*INPUT ROWS*.

------------------------------------------------------------

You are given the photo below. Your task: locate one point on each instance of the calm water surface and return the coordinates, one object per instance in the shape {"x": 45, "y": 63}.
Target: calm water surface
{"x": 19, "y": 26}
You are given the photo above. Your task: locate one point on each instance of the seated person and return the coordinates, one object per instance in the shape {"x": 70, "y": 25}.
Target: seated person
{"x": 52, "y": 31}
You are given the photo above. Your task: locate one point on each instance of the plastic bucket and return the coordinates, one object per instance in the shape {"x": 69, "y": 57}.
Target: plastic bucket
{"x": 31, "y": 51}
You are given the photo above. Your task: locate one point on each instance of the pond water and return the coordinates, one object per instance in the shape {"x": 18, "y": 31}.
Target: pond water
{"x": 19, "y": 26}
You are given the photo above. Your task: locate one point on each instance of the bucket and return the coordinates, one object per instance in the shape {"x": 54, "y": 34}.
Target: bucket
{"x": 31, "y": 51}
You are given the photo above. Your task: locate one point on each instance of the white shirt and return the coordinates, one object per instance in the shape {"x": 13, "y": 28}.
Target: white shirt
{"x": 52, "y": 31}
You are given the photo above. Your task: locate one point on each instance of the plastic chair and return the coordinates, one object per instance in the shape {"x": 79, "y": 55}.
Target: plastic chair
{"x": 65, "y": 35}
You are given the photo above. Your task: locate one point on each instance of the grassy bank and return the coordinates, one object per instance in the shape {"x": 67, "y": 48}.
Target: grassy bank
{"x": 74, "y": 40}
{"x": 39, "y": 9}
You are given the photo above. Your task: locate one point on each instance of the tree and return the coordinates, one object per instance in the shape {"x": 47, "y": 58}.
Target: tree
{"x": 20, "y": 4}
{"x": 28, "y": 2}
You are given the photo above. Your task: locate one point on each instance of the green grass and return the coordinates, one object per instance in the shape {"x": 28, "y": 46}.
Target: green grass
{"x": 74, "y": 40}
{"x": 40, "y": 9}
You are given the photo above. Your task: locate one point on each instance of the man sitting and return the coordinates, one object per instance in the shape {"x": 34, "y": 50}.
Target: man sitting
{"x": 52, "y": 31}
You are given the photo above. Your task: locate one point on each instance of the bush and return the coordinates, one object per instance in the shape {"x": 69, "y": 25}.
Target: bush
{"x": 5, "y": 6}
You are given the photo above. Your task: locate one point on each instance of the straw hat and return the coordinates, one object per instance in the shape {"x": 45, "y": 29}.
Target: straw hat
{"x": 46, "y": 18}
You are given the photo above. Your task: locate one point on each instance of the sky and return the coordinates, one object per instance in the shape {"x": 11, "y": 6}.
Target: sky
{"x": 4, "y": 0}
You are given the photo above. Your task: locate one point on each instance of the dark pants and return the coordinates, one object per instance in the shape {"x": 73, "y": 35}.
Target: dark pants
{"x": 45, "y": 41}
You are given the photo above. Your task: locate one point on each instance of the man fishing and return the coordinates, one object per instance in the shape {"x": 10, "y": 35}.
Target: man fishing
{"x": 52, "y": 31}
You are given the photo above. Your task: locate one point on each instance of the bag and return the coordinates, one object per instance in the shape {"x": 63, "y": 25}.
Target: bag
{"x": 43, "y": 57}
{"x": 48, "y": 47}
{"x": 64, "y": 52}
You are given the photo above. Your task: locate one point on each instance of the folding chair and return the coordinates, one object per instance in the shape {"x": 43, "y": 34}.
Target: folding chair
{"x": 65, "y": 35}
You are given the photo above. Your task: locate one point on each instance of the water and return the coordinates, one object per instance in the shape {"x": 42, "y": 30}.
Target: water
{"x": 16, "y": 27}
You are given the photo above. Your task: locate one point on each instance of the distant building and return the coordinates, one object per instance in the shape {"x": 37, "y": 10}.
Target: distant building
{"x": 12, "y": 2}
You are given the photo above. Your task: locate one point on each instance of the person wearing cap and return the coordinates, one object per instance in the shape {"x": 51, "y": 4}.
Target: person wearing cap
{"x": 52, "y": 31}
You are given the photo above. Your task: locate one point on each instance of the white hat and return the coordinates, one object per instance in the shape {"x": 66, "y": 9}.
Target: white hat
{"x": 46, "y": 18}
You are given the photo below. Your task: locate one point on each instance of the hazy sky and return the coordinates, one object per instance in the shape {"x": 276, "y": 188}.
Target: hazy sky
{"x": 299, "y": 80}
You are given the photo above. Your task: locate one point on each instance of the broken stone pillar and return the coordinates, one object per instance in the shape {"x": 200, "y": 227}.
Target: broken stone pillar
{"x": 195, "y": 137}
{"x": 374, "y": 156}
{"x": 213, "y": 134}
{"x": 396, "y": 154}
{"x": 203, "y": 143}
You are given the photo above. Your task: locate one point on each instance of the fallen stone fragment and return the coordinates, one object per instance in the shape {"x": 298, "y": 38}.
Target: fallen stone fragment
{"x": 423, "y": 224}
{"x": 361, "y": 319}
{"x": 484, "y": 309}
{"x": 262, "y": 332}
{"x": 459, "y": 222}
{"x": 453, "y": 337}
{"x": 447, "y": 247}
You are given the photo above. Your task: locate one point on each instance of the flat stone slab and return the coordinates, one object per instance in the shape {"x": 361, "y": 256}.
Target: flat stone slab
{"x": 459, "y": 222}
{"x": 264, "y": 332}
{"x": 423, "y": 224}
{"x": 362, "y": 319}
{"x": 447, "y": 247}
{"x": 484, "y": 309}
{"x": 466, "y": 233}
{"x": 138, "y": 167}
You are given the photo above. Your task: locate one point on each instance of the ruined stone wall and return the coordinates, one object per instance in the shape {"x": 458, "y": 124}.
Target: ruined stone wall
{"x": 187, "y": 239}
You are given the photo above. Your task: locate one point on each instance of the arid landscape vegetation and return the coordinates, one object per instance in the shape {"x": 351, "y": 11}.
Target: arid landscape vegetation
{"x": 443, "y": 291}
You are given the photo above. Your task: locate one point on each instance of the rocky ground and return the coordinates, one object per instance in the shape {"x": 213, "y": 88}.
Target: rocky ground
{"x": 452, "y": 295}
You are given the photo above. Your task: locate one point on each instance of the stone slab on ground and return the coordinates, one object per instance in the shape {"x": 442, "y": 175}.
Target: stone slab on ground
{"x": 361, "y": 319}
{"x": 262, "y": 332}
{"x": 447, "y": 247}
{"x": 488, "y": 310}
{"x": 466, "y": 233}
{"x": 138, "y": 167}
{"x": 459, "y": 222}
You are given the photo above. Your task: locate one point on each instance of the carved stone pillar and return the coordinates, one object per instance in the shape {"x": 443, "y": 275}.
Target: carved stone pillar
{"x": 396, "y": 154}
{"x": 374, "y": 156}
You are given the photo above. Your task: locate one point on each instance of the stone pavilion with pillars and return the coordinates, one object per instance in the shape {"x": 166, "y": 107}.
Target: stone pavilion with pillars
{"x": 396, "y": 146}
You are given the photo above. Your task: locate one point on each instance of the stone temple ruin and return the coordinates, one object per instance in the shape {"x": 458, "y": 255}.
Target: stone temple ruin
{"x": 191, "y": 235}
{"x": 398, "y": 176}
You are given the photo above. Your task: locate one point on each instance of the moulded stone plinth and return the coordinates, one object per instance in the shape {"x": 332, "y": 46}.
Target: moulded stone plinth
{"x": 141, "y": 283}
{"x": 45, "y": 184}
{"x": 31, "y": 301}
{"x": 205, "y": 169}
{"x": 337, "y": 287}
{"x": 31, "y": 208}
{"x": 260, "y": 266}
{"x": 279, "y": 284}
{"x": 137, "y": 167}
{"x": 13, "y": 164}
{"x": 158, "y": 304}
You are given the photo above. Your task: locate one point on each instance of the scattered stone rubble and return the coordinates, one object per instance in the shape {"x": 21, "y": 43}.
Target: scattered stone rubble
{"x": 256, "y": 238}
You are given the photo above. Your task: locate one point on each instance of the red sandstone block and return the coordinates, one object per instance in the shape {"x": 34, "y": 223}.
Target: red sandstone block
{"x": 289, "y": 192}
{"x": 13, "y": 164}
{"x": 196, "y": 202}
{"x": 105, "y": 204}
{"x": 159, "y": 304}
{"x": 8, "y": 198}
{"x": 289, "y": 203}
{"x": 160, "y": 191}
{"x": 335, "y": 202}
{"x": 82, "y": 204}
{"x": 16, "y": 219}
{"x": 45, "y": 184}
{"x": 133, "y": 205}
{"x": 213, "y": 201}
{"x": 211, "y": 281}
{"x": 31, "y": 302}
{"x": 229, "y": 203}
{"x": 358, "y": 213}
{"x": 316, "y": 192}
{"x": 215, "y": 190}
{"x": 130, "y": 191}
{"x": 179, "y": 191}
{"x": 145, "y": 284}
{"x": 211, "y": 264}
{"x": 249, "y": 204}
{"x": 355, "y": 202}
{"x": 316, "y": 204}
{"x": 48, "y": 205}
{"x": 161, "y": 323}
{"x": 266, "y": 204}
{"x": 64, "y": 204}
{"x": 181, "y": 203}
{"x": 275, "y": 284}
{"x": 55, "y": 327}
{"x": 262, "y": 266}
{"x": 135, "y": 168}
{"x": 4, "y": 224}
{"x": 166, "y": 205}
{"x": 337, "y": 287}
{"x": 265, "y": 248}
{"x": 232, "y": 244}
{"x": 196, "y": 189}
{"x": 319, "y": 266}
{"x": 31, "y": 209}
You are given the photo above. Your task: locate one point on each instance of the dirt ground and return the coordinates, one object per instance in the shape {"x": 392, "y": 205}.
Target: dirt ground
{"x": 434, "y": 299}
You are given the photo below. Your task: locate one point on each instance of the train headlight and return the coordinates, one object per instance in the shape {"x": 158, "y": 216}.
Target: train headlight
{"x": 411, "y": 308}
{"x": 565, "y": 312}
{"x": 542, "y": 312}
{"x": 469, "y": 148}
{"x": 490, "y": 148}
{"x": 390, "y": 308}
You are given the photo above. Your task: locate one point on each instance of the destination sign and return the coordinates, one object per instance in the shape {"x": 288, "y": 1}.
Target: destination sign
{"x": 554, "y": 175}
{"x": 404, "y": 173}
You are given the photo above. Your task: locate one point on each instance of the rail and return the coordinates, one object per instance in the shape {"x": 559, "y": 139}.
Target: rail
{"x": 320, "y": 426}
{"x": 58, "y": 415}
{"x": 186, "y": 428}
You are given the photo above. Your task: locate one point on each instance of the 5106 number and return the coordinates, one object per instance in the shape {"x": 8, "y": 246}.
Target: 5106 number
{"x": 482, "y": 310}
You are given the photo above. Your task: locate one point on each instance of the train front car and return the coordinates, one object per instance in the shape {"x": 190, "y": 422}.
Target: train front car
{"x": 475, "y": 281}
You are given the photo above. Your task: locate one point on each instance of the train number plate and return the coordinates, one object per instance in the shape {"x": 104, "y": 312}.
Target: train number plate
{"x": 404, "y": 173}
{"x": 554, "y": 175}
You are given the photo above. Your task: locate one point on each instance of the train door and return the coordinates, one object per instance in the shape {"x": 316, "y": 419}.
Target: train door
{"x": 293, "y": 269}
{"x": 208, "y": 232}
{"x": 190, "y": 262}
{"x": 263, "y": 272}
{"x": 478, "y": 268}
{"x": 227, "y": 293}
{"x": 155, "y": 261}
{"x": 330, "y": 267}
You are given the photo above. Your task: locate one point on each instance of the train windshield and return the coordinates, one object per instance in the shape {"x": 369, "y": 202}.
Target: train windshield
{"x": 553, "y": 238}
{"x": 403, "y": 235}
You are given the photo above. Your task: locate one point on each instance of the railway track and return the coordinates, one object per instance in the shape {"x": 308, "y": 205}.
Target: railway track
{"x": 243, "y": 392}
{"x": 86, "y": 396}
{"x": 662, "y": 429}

------------------------------------------------------------

*WHAT IS NEEDED*.
Repeat exactly, and only, the lines of the records above, starting with the line that contains "the train door" and ending with the final line, both included.

*TASK ANSWER*.
You are given the photo above. Your task: locate one point on each instance of the train door and return the coordinates, one object per instance in the shape {"x": 316, "y": 419}.
Target: train door
{"x": 293, "y": 269}
{"x": 208, "y": 232}
{"x": 190, "y": 262}
{"x": 263, "y": 272}
{"x": 478, "y": 268}
{"x": 227, "y": 293}
{"x": 155, "y": 261}
{"x": 330, "y": 267}
You are given the photo above. Your task: locate one point on each instance of the train windshield and return the coordinates, one object per instance in the shape {"x": 369, "y": 202}.
Target: train windshield
{"x": 553, "y": 238}
{"x": 403, "y": 235}
You are given the photo above. Your task: locate one point on each instance of the railway track and return the coordinates, one object per instance in the shape {"x": 308, "y": 205}.
Target: railway track
{"x": 243, "y": 392}
{"x": 86, "y": 396}
{"x": 662, "y": 429}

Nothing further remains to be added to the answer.